--- Information shown ---
_ _ _ _ _

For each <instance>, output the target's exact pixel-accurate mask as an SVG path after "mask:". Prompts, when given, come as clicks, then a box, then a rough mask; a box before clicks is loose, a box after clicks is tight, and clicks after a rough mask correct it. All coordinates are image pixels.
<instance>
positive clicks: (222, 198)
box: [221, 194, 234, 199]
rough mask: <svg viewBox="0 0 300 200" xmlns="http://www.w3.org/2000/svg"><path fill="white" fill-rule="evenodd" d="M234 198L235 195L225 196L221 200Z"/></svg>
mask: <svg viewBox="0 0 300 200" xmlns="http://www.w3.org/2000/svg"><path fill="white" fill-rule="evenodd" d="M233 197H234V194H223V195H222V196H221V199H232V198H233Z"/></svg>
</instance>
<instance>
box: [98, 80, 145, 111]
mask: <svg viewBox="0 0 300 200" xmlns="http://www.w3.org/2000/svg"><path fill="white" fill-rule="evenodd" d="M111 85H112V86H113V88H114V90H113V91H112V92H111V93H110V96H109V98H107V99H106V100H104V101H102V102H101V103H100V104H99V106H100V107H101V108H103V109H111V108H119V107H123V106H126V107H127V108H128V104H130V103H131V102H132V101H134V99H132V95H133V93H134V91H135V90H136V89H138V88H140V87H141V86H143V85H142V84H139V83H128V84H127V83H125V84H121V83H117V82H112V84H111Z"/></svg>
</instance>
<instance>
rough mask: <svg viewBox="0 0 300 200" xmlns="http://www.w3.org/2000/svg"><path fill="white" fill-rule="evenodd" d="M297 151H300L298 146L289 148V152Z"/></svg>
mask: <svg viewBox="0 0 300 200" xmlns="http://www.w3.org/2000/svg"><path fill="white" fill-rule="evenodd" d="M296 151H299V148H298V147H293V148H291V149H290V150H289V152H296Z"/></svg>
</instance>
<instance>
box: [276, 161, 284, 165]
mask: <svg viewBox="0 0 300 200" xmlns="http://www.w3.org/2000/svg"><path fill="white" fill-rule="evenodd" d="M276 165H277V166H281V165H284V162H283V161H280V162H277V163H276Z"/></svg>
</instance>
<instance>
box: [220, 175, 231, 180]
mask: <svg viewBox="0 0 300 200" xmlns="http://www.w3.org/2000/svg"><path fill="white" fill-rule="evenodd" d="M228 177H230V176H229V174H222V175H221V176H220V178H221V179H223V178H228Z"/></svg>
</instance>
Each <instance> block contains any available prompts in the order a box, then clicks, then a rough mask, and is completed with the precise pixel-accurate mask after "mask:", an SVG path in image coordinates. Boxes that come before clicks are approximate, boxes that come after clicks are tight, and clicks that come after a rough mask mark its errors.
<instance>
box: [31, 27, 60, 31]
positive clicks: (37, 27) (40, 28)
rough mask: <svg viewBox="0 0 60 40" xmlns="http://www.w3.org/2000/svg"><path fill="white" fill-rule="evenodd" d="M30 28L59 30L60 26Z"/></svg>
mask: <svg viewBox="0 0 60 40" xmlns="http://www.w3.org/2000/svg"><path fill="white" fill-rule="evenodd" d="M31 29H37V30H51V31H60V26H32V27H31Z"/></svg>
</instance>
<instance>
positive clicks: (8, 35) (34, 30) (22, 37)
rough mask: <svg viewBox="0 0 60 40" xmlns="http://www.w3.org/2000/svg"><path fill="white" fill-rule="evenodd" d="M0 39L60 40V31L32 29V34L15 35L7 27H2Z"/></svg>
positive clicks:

_ _ _ _ _

--- Work to be completed ---
Exactly as written, give the records again.

--- Answer for this exercise ---
For each <instance>, output the target's exact pixel-accurate mask as an SVG path after "mask:". Prompts, when given, come as clicks, then a box, then a rough mask; a box before clicks is loose, a box after clicks is tight, and clicks after a rough mask correct it. All coordinates are image pixels.
<instance>
positive clicks: (222, 198)
box: [221, 194, 234, 199]
rough mask: <svg viewBox="0 0 300 200" xmlns="http://www.w3.org/2000/svg"><path fill="white" fill-rule="evenodd" d="M234 198L235 195L225 196L221 200Z"/></svg>
mask: <svg viewBox="0 0 300 200" xmlns="http://www.w3.org/2000/svg"><path fill="white" fill-rule="evenodd" d="M233 197H234V194H223V195H222V196H221V199H232V198H233Z"/></svg>
</instance>
<instance>
box: [98, 80, 145, 111]
mask: <svg viewBox="0 0 300 200" xmlns="http://www.w3.org/2000/svg"><path fill="white" fill-rule="evenodd" d="M111 85H112V86H113V88H114V90H113V91H112V92H111V93H110V96H109V98H107V99H106V100H104V101H102V102H101V103H100V104H99V106H100V107H101V108H103V109H111V108H119V107H123V106H126V107H127V108H128V104H130V103H131V102H132V101H134V99H132V95H133V93H134V91H135V90H136V89H138V88H140V87H141V86H143V85H142V84H139V83H128V84H127V83H125V84H121V83H117V82H112V84H111Z"/></svg>
</instance>
<instance>
rough mask: <svg viewBox="0 0 300 200" xmlns="http://www.w3.org/2000/svg"><path fill="white" fill-rule="evenodd" d="M297 151H300L298 146L289 148V152Z"/></svg>
mask: <svg viewBox="0 0 300 200" xmlns="http://www.w3.org/2000/svg"><path fill="white" fill-rule="evenodd" d="M296 151H299V148H298V147H293V148H291V149H290V150H289V152H296Z"/></svg>
</instance>
<instance>
box: [276, 161, 284, 165]
mask: <svg viewBox="0 0 300 200" xmlns="http://www.w3.org/2000/svg"><path fill="white" fill-rule="evenodd" d="M276 165H277V166H281V165H284V162H283V161H280V162H277V163H276Z"/></svg>
</instance>
<instance>
box: [220, 175, 231, 180]
mask: <svg viewBox="0 0 300 200" xmlns="http://www.w3.org/2000/svg"><path fill="white" fill-rule="evenodd" d="M228 177H230V176H229V174H222V175H221V176H220V178H221V179H223V178H228Z"/></svg>
</instance>
Each <instance> block contains any available prompts in the order a box, then clicks, then a rough mask, and is completed with the precise pixel-accurate mask after "mask:", an SVG path in image coordinates. Boxes that come before clicks are approximate, boxes that come after clicks are tight, and clicks that come after a rough mask mark its errors.
<instance>
box: [31, 27, 60, 31]
positive clicks: (37, 27) (40, 28)
rough mask: <svg viewBox="0 0 60 40" xmlns="http://www.w3.org/2000/svg"><path fill="white" fill-rule="evenodd" d="M30 28L59 30L60 26Z"/></svg>
mask: <svg viewBox="0 0 60 40" xmlns="http://www.w3.org/2000/svg"><path fill="white" fill-rule="evenodd" d="M31 29H37V30H51V31H60V26H32V27H31Z"/></svg>
</instance>
<instance>
positive clicks: (8, 35) (34, 30) (22, 37)
rough mask: <svg viewBox="0 0 60 40" xmlns="http://www.w3.org/2000/svg"><path fill="white" fill-rule="evenodd" d="M0 39L60 40V31L32 29V34L15 35L7 27H2Z"/></svg>
positive clicks:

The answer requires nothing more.